(Stored entries)
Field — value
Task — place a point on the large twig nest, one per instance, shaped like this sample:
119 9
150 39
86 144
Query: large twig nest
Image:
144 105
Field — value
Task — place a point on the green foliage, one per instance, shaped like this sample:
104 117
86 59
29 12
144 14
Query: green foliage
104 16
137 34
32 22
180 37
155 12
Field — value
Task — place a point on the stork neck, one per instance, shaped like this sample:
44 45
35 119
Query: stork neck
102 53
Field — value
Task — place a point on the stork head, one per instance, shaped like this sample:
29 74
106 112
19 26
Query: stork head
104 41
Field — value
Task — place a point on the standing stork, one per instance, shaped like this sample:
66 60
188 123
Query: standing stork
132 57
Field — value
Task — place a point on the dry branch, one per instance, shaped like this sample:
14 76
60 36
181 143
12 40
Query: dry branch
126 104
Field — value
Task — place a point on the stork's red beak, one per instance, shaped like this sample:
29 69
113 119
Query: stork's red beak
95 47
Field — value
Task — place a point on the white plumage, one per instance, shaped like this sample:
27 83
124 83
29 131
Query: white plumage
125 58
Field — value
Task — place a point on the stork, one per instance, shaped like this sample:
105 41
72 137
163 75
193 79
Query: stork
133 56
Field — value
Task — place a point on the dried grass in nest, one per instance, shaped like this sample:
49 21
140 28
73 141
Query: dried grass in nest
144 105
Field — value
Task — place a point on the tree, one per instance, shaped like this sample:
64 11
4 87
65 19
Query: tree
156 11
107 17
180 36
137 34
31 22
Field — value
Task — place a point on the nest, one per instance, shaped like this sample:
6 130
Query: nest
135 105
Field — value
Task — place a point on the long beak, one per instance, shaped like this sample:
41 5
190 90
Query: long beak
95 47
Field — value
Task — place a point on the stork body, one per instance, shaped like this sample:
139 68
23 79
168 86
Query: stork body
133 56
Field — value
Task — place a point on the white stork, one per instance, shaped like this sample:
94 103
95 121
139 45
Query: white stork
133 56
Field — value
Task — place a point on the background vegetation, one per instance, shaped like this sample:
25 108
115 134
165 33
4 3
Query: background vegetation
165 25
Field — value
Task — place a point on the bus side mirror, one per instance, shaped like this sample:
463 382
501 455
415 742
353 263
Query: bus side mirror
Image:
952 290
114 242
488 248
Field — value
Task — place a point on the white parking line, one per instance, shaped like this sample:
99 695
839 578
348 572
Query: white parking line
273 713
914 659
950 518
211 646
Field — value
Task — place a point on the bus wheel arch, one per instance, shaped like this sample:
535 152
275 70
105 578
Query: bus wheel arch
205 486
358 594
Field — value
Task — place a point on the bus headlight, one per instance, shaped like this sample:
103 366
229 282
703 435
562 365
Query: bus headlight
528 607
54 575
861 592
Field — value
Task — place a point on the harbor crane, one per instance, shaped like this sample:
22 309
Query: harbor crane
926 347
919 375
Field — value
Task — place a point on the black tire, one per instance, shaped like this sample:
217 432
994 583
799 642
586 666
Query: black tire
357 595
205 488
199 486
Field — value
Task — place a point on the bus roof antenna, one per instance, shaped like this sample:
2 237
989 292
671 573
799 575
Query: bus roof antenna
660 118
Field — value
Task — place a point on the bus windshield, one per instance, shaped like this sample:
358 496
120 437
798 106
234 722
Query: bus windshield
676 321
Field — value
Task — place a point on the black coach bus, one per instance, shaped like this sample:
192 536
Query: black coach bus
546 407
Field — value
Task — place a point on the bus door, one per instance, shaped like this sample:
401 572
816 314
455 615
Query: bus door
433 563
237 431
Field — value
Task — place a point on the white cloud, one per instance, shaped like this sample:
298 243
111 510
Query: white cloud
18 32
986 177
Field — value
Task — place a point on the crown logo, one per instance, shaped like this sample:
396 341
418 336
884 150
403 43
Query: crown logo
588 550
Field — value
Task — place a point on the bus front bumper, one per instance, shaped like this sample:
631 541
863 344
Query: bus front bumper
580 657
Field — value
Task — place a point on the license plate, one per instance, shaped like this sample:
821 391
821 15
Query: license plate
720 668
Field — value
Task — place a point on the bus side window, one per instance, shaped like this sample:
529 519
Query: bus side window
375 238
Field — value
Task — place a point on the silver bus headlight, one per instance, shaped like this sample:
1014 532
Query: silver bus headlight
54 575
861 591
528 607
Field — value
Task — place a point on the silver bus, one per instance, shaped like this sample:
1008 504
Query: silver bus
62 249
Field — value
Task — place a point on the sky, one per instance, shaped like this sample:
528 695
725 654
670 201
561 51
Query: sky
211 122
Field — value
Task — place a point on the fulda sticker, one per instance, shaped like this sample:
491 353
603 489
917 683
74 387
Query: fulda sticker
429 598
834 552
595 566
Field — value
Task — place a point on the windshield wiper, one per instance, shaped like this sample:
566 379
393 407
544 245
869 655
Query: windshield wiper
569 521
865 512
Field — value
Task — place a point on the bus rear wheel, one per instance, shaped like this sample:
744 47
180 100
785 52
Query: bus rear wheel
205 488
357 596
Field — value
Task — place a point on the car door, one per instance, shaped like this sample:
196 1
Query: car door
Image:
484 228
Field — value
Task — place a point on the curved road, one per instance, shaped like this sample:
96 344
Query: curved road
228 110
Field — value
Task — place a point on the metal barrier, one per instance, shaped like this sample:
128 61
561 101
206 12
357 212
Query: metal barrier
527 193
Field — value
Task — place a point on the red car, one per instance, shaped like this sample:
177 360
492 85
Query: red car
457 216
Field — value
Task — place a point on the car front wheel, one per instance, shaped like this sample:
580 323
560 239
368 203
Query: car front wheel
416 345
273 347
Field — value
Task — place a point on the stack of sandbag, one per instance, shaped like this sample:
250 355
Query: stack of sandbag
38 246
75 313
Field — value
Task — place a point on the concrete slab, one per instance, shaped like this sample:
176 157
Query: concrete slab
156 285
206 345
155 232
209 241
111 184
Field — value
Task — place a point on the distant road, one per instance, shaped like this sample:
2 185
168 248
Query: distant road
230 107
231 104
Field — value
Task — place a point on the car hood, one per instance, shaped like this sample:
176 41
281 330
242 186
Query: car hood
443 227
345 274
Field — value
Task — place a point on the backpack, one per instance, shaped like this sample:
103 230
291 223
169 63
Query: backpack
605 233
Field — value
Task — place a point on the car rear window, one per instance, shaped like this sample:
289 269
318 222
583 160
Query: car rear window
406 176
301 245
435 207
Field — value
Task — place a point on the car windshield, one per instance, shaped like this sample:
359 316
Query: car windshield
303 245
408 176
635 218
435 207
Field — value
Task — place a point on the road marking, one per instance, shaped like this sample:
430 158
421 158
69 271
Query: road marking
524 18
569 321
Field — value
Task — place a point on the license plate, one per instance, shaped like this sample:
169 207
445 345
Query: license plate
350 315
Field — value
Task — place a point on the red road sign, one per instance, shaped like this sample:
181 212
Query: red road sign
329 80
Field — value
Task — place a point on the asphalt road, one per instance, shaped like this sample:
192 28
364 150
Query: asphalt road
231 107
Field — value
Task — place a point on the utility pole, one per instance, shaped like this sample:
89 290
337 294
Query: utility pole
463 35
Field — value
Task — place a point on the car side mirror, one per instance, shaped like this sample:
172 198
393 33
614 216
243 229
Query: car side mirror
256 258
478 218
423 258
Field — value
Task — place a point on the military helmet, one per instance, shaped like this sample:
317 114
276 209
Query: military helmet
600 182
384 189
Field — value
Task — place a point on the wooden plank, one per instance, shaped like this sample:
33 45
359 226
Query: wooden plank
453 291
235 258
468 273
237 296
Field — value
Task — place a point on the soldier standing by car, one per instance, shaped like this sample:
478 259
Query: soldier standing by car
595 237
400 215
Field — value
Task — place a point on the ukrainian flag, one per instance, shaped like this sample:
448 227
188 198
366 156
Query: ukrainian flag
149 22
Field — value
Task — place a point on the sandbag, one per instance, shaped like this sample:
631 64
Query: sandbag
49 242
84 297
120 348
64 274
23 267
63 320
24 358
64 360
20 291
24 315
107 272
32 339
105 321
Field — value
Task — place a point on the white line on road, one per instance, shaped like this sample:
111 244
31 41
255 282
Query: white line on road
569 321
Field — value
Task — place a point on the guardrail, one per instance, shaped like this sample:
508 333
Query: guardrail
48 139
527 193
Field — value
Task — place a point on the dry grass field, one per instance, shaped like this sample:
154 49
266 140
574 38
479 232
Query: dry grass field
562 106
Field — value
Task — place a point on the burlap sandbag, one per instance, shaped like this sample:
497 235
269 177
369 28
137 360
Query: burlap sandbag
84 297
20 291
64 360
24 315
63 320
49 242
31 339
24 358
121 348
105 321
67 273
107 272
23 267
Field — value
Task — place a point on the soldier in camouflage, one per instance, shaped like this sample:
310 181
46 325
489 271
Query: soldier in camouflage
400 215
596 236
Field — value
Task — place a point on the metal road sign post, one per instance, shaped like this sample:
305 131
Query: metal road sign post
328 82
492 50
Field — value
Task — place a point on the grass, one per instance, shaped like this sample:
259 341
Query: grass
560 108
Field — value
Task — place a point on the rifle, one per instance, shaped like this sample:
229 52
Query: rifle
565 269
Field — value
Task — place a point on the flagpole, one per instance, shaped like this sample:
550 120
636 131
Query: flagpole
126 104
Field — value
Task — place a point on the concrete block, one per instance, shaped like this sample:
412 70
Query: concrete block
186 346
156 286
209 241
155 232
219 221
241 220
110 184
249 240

• **Description of the task**
Wherever the line holding "Query: large twig nest" falls in the entries above, copy exactly from it through the line holding "Task — place a point on the nest, one", inclusive, and add nothing.

• **Answer section**
Query: large twig nest
Image:
144 105
Field — value
Task — place a point on the green foliage, one per instance, shaped like this sample:
104 117
86 59
29 12
144 14
Query: green foliage
104 16
137 34
32 22
180 37
155 12
Field — value
Task — place a point on the stork neck, one per instance, shaped like this sample:
44 45
35 119
Query: stork neck
102 53
Field — value
Task — place a point on the stork head, one per instance, shaped like this sample:
29 74
106 112
19 26
Query: stork head
104 41
Field — value
Task — place a point on the standing stork, one per instance, shaped like this sample:
66 60
188 123
Query: standing stork
132 57
Field — value
Task — place a point on the dry branch, one per instance, shaped like this sample:
14 76
60 36
181 143
12 40
Query: dry branch
126 104
Field — value
Task — place a point on the stork's red beak, one per instance, shaped like this sample:
29 69
113 119
Query: stork's red beak
95 47
Field — value
Task — place a point on the white plumage, one per instance, shaped like this sample:
27 83
124 83
29 131
Query: white plumage
125 58
Field — value
Task — place a point on the stork, one per instance, shaped like this sample:
105 41
72 137
163 75
193 79
Query: stork
133 56
Field — value
Task — place a point on the dried grass in nest, one per instance, shaped like this sample:
49 21
140 28
73 141
Query: dried grass in nest
144 105
Field — value
Task — place a point on the tree, one per instance, shaped like this sample:
64 11
4 87
65 19
Query: tree
156 11
107 17
180 36
137 34
31 22
Field — value
Task — place a point on the nest, one per instance, shaped like this sample:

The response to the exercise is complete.